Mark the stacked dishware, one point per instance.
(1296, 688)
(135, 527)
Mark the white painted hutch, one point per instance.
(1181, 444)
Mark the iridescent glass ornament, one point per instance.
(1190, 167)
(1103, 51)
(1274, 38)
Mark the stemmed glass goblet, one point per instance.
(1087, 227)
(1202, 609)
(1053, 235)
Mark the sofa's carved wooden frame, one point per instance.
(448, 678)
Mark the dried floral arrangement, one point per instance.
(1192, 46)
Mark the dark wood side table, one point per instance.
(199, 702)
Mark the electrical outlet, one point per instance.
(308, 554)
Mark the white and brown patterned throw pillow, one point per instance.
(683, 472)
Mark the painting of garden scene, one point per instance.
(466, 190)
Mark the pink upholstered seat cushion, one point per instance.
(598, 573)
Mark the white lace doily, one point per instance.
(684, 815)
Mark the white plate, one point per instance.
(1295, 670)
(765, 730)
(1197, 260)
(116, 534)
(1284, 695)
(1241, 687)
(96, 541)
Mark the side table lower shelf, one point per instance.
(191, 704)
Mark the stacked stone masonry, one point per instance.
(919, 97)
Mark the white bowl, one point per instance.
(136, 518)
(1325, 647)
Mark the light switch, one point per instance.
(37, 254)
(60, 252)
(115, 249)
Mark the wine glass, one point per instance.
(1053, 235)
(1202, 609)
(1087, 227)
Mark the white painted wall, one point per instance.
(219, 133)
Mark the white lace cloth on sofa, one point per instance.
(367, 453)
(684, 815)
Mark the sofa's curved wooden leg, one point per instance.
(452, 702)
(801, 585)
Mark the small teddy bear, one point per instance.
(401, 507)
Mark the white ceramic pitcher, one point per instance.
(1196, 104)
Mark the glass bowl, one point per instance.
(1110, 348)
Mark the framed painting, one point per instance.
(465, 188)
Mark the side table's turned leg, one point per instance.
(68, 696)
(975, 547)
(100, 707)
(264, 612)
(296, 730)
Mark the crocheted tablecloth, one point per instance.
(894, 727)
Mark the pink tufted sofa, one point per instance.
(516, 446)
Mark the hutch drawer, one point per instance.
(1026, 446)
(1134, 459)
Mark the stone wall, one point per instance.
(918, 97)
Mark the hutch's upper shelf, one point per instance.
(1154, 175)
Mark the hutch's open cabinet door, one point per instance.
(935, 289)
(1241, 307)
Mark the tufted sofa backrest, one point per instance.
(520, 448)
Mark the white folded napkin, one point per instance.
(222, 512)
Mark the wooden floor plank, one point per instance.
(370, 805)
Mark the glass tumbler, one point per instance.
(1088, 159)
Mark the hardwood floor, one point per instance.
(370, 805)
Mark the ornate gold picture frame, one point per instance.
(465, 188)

━━━━━━

--- TASK DESCRIPTION ---
In the records above, change "one point per instance" to "a single point for each instance" wherever it occurs, and leave everything else unchanged.

--- WRITTEN ANSWER ---
Mark the stacked dishware, a single point for each instance.
(1296, 688)
(135, 527)
Mark the white painted hutch, a single point for each instance.
(1181, 444)
Mark the iridescent glass ornament, a single point for each instance.
(1190, 167)
(1103, 51)
(1274, 38)
Mark the stemmed glass goblet, a single point for each instance.
(1087, 227)
(1202, 609)
(1053, 235)
Mark the sofa's carved wooden frame, a single point for each instance.
(448, 678)
Mark the dried floral arrangement, a single point for each instance.
(1192, 46)
Mark the dark wood side table, a single point for each instance.
(199, 702)
Mark the electrical outlet, a single point for each instance.
(308, 554)
Mark the white and brown patterned throw pillow, a single point for each instance.
(683, 472)
Mark the painting of garden scene, a single point for each instance.
(466, 190)
Mark the pink upholstered seat cushion, a single point for each instance.
(598, 573)
Mark the white lace doily, a single point for each instance.
(684, 815)
Mark the white plate, a single point for each instance.
(1295, 670)
(765, 730)
(1197, 260)
(116, 534)
(1284, 695)
(1241, 687)
(96, 541)
Mark the side table lower shelf, a single point for each instance.
(191, 704)
Mark the stacked stone masonry, a single point for each instance.
(919, 97)
Mark the white bowl, a single point for each instance.
(136, 518)
(1325, 647)
Mark the light switch, a single point for each instance.
(37, 254)
(60, 252)
(115, 249)
Mark the wine glass, a single point for each instance.
(1053, 235)
(1202, 609)
(1087, 227)
Mark the white painted wall, a single point for each instance.
(219, 133)
Mark the white lace cloth on sofa, a single point for each instance.
(367, 453)
(684, 815)
Mark the sofa's curved wooden leg, a single point for each instance.
(452, 702)
(801, 585)
Mark the small teddy bear, a single point for each instance.
(401, 507)
Mark the white ceramic pitcher, a single point for each instance.
(1196, 104)
Mark the glass bowl, a single point for each instance.
(1110, 348)
Mark the framed painting, a single point for each instance.
(465, 188)
Mark the side table's turned leg, a single point for each instance.
(68, 696)
(975, 547)
(100, 707)
(264, 612)
(296, 730)
Mark the crocheted tablecloth, a single point for each instance.
(894, 727)
Mark the pink tufted sofa, a single point for each instance.
(516, 446)
Mark the hutch drawer, a single point for each instance.
(1026, 446)
(1134, 459)
Mark the stone wall, a single point for each instance.
(918, 97)
Mark the hutch's upper shelf, a single point for each instance.
(1154, 175)
Mark the hutch's open cabinet door, a single point for each instance.
(935, 289)
(1241, 307)
Mark the tufted sofa backrest, a single point for each instance.
(520, 448)
Mark the white folded napkin, a single point for each instance.
(222, 512)
Mark the wooden floor plank, a single point for each instance.
(370, 805)
Mark the glass tumbler, a single point for each instance.
(1088, 159)
Mark the hardwood floor, a single point for each instance.
(370, 805)
Mark the ornate gold picture frame, a single point for each instance.
(465, 188)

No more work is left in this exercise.